Adapun rumusan masalah yang dimaksud adalah :
a. Pembahasan kasus bank global
b. Definisi, tujuan dan primsip-prinsip GCG
c.
Struktur
kepemilikan dalam perusahaan
1.3 Tujuan Penulisan
Adapun tujuan penulisan makalah ini adalah selain untuk memenuhi
tugas dari dosen mata kuliah Tata
Kelola juga sebagai tambahan referensi dan wacana bagi
teman-teman yang ingin mencari informasi tambahan mengenai materi kasus Bank Global.
BAB 2
Landasan Teori
2.1 GOOD CORPORATE GOVERNANCE
Tata kelola preusahaan yang baik, atau yang lebih
populer dengan istilah Good Corporate
Governance (GCG), adalah suatu proses dan struktur yang digunakan untuk
meningkatkan keberhasilan usaha, dan akuntabilitas perusahaan guna mewujudkan atau
meningkatkan nilai perusahaan (Corporate
Value) dalam jangka panjang dengan memperhatikan kepentingan stakeholder berlandaskan peraturan perundang-undangan, moral dan
etika.
a.
Pengertian Good Corporate
Governance
Untuk memperoleh gambaran tentang pengertian Corporate Governance, berikut
dikemukakan pengertian Good Corporate
Governance menurut SK Menteri BUMN Nomor. KEP-117/M-MBU/2002 tentang
Penerapan Praktik Good Corporate
Governance pada BUMN yang dikutip oleh Sedarmayanti
dinyatakan sebagai berikut :
“Suatu proses dan struktur yang digunakan oleh organ BUMN untuk
meningkatkan keberhasilan usaha dan akuntabilitas perusahaan guna mewujudkan
nilai pemegang saham dalam jangka panjang dan tetap mempertahankan kepentingan stakeholder lainnya, berdasarkan
peraturan perundangan dan nilai-nilai etika”.
Sedangkan menurut Imam
Sjahputra tunggal dan Amin Widjaja
Tunggal pengertian tentang Good Corporate Governance adalah :
“Corporate Governance adalah sekumpulan hukum, peraturan, dan
kaidah-kaidah yang wajib dipenuhi yang dapat mendorong kinerja sumber-sumber
perusahaan bekerja secara efisien, menghasilkan nilai ekonomi jangka panjang
yang berkesinambungan bagi para pemegang saham maupun masyarakat sekitar secara
keseluruhan.”
Dari pengertian di atas dapat disimpulkan bahwa Good Corporate Governane adalah sistem,
proses, dan seperangkat peraturan yang mengatur hubungan antara berbagai pihak
yang berkepentingan terutama hubungan antara pemegang saham, dewan komisaris,
dan dewan direksi demi tercapainya tujuan organisasi.
b.

**BAHAN YANG DISEDIAKAN**
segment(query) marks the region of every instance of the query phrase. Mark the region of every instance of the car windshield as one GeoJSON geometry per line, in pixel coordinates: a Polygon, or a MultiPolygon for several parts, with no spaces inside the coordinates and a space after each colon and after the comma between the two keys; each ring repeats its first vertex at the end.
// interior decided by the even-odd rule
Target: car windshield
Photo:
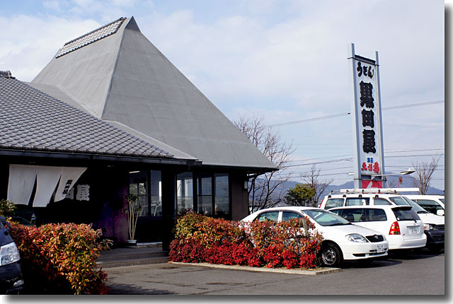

**PETUNJUK**
Lanjutkan artikel tentang tata kelola perusahaan yang baik (Good Corporate Governance) mulai dari bagian terakhirnya.

**HASIL TUGAS**
Prinsip-prinsip Good Corporate
Governance
Prinsip Good
Corporate Governance diharapkan menjadi titik rujukan pembuat kebijakan
(pemerintah) dalam membangun kerangka kerja penerapan Corporate Governance. Bagi pelaku usaha dan pasar modal, prinsip
ini dapat menjadi pedoman mengolaborasi praktek terbaik bagi peningkatan nilai
dan keberlangsungan perusahaan.
Menurut SK
Menteri BUMN Nomor : Kep. 117/M-MBU/2002 tentang Penerapan Praktek Good Corporate Governance yang
dikutip oleh Sedarmayanti diutarakan
bahwa prinsip-prinsip Good Corporate
Governance meliputi :
1. Transparansi
2. Kemandirian
3. Akuntabilitas
4. Responsibilitas
5. Kewajaran (fairness)
Uraian mengenai kutipan diatas adalah sebagai
berikut :
1.
Transparansi
Yaitu keterbukaan dalam melaksanakan proses pengambilan
keputusan dan keterbukaan dalam mengemukakan informasi materiil dan relevan
mengenai perusahaan.
2.
Kemandirian
Suatu keadaan dimana
perusahaan dikelola secara profesional tanpa benturan kepentingan dan
pengaruh/tekanan dari pihak manapun yang tidak sesuai dengan peraturan
perundang-undangan yang berlaku dan prinsip-prinsip korporasi yang sehat.
3.
Akuntabilitas
Kejelasan fungsi. Pelaksanaan
dan pertanggungjawaban organ sehingga pengelolaan perusahaan terlaksana secara
efektif.
4.
Responsibilitas
Kesesuaian di dalam
pengelolaan perusahaan terhadap peraturan perundang-undangan yang berlaku dan
prinsip-prinsip korporasi yang sehat.
5.
Kewajaran (Fairness)
Keadilan dan kesetaraan di
dalam memenuhi hak-hak stakeholders yang timbul berdasarkan perjanjian dan
peraturan perundang-undangan yang berlaku.
c.
Tujuan Good Corporate
Governance
Corporate Governance yang baik diakui
membantu mengebalkan perusahaan dari kondisi-kondisi yang tidak menguntungkan. Dalam banyak hal GCG yang baik telah
terukti juga meningkatkan kinerja korporat.
Dalam
keputusan BUMN Nomor Kep. :
117/M-MBU/2000 diutarakan bahwa penerapan GCG pada BUMN bertujuan untuk :
1. Memaksimalkan nilai BUMN dengan cara
meningkatkan prinsip keterbukaan, akuntabilitas, dapat dipercaya,
bertanggungjawab, dan adil agar perusahaan memiliki daya saing yang kuat, baik
secara nasional maupun internasional.
2. Mendorong
pengelolaan BUMN secara profesional, transparan, dan efisien, serta
memberdayakan fungsi dan meningkatkan kemandirian organ.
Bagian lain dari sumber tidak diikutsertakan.